* [Goal 1] Decide whether each statement agrees with the game-session quotes: (a) The group simulates a tabletop game on the Roll20 website. (b) Nordy plays the party's paladin. (c) Jhaniss searches rooms on the ground floor of the abandoned manor. Answer yes or no for each and quote the deciding words of the text.

==== Extract to read ====

Saturday, April 1, 2017

"When You Make a Fire, You're Giving a Tree a Viking Burial..."

Territory

We are using the Roll20 website to simulate a tabletop game.  The map can be drawn on to show locations, movement, etc.

GM: You can draw on the map, too.

Bo: (paladin) Stop drawing d*cks.

Jhaniss: (druid) He didn't-- ::d*ck appears:: HE DID.

GM: You can also DELETE what you drew, as well.

Nordy: (ranger) How do?

Jhaniss: Nordy, get your d*ck off the map.

Nordy: I was marking my territory!!!

------------------------------------------------------------------------

Squishy Party

(Nordy the Ranger tries to split off from Bo.  Meanwhile, Jhaniss is upstairs searching rooms in an abandoned manor)

GM: Are you staying close?

K (Jhaniss OOC): DON'T SPLIT THE PARTY

N (Nordy OOC): Aren't you on the floors above us...?

K: DON'T SPLIT THE PARTY THAT'S NOT *SQUISHY!!!

*Jhaniss is basically a magical glass tank.

--------------------------------------------------------------------------

Poop

Jhaniss: I'm going to search this rotten room, even though it's full of Drow poop.

==== Input material ====

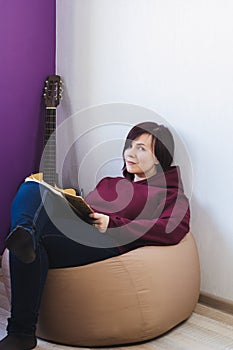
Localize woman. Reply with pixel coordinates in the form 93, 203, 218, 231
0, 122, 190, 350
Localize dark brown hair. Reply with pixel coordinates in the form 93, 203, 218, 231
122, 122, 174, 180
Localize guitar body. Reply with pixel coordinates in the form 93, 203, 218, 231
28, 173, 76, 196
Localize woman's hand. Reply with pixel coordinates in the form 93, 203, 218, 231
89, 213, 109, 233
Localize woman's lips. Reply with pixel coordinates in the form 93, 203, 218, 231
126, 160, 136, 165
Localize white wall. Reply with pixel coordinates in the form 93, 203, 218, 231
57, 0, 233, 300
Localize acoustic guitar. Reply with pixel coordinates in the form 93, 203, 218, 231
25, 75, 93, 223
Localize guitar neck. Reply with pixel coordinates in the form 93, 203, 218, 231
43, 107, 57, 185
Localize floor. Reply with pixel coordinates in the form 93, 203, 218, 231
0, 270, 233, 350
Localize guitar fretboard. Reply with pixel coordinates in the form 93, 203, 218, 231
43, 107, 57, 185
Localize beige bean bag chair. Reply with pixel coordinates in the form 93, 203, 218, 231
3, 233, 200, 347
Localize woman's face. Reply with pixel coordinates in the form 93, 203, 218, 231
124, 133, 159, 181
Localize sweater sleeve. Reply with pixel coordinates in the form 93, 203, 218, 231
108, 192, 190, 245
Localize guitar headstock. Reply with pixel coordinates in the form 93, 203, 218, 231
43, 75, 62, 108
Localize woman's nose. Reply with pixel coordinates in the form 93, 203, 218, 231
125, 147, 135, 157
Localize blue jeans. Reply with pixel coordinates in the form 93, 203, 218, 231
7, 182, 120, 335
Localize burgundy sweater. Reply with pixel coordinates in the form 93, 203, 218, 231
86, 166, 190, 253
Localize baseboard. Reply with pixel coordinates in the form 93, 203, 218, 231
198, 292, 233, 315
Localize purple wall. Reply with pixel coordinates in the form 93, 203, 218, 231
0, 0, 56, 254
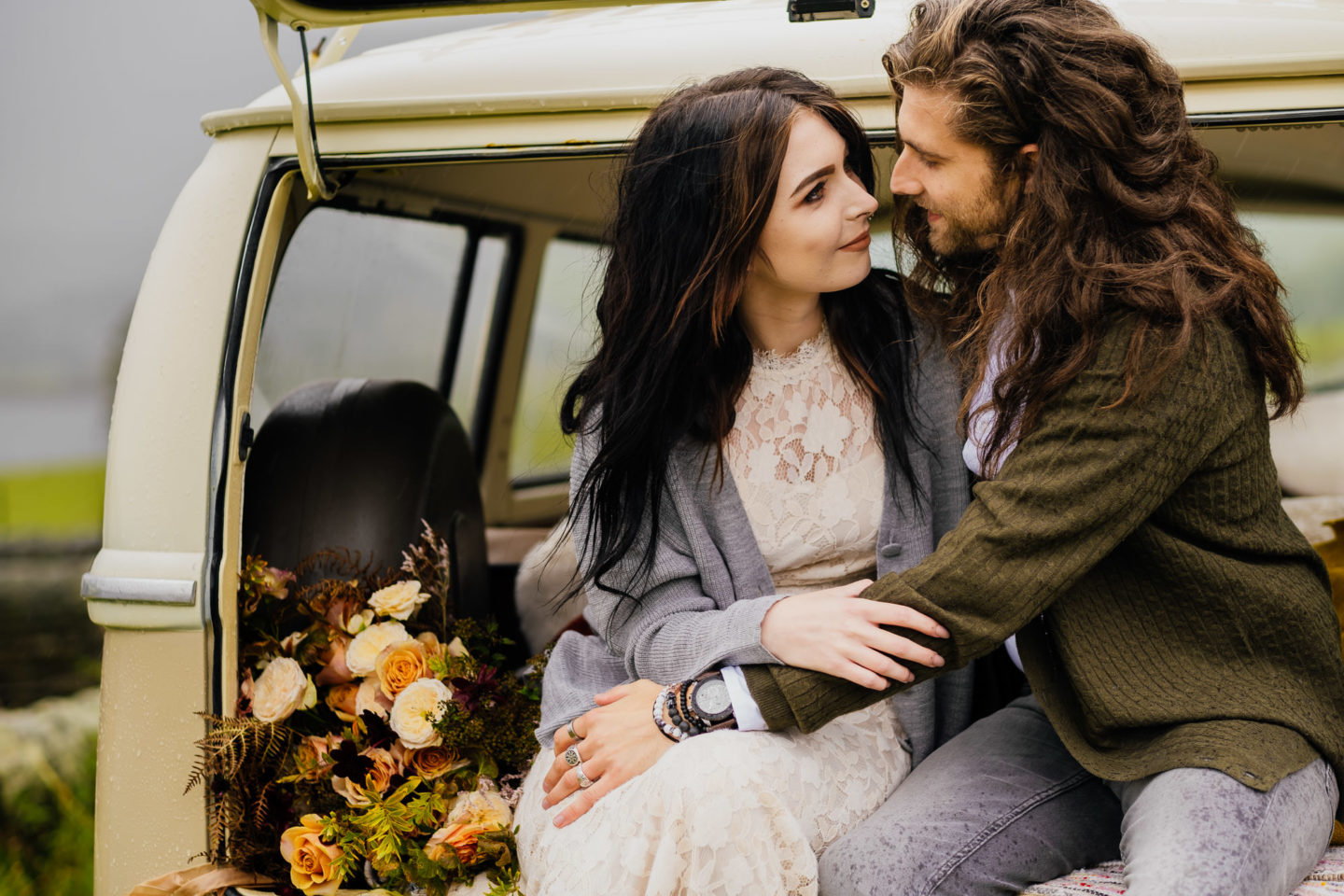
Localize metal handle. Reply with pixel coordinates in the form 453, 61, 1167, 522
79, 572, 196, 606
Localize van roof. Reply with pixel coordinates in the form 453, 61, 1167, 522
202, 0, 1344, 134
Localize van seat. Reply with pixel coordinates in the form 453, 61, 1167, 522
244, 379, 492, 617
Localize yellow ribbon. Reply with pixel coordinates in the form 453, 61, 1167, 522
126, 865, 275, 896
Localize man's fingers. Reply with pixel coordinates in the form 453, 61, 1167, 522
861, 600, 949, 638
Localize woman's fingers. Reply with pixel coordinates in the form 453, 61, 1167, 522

====
==== Input material ====

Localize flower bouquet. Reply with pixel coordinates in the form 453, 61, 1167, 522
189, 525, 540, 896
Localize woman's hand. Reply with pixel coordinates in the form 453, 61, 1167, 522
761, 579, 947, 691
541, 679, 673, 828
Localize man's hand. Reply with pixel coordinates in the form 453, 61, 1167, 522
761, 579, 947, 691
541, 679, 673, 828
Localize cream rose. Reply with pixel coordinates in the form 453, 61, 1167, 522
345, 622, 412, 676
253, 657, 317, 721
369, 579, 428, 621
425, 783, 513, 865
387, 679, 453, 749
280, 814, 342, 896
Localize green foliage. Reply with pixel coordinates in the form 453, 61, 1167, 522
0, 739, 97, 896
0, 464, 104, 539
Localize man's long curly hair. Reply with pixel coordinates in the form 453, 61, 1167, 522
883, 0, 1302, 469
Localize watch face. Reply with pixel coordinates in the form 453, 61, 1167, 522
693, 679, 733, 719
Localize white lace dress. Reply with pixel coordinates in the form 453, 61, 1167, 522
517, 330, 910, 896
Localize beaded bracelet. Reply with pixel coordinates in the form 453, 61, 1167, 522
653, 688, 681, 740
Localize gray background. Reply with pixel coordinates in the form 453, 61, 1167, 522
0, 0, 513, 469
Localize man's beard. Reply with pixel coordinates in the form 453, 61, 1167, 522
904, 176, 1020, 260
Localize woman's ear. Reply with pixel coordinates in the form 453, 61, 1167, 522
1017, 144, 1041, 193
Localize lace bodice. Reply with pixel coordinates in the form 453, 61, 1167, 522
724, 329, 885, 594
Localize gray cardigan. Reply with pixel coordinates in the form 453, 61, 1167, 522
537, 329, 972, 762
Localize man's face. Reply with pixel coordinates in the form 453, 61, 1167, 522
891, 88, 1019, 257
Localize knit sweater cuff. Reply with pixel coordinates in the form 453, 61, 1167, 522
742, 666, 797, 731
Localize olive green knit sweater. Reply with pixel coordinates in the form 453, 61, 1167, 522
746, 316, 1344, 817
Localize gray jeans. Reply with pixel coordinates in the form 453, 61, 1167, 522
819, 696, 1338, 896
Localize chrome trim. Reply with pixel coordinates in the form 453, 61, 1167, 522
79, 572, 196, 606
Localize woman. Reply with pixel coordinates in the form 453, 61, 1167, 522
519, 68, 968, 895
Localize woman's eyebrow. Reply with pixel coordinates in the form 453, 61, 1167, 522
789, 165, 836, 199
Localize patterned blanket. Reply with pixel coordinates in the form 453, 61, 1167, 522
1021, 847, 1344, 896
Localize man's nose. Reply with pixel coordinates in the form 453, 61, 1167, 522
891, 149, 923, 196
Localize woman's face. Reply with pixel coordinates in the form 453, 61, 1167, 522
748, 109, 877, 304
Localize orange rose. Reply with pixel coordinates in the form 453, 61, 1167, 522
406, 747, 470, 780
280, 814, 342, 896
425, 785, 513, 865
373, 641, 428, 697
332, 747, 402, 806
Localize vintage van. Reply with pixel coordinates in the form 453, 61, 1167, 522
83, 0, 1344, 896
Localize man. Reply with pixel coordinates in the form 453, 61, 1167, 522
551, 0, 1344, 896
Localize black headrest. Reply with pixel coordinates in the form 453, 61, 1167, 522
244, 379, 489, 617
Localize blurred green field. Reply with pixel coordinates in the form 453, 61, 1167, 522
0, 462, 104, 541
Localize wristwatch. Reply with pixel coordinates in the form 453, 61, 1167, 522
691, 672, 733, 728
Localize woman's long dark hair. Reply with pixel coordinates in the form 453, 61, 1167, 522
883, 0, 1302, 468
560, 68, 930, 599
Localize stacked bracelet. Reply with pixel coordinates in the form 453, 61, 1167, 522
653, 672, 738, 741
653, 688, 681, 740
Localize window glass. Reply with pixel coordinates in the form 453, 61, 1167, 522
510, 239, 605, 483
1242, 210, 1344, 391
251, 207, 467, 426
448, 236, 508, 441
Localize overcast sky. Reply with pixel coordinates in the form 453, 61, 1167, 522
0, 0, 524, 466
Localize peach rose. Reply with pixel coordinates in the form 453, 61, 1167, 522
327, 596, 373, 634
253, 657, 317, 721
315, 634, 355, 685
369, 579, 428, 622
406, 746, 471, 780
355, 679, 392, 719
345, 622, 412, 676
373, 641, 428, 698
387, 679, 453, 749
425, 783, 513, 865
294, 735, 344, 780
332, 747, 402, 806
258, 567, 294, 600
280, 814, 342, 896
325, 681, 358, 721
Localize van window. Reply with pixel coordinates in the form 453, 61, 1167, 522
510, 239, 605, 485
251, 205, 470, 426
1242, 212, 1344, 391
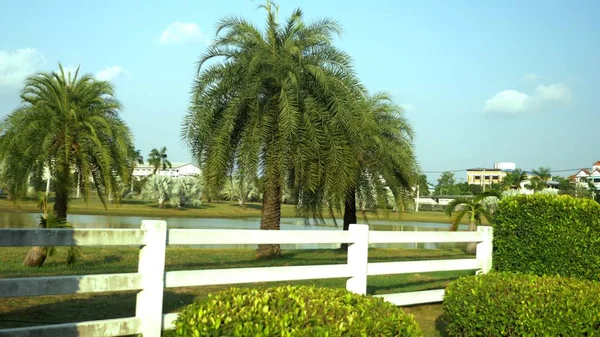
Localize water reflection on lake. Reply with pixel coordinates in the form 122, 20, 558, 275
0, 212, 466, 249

====

* [Goal 2] In the listing, take the lines starting at the one containing "Localize guitar headstock." and ending at the one containing "198, 292, 233, 315", and write them out again with "baseboard" changed to "skirting board". Leave everything else as it is.

* [Finished answer 1]
(a) Yes: "We are using the Roll20 website to simulate a tabletop game."
(b) No: "Nordy: (ranger)"
(c) No: "Jhaniss is upstairs searching rooms in an abandoned manor"

* [Finished answer 2]
Localize guitar headstock. Reply with pixel coordinates in the form 93, 203, 218, 231
43, 75, 62, 108
Localize woman's nose. Reply with pixel coordinates in the form 93, 203, 218, 231
125, 147, 135, 157
Localize blue jeans. Reply with pixel coordinates in the form 93, 203, 218, 231
7, 182, 120, 335
Localize burgundy sweater. Reply with pixel coordinates in the form 93, 203, 218, 231
86, 166, 190, 253
Localize skirting board. Reply with pixel coordinates in the form 93, 203, 218, 231
198, 292, 233, 315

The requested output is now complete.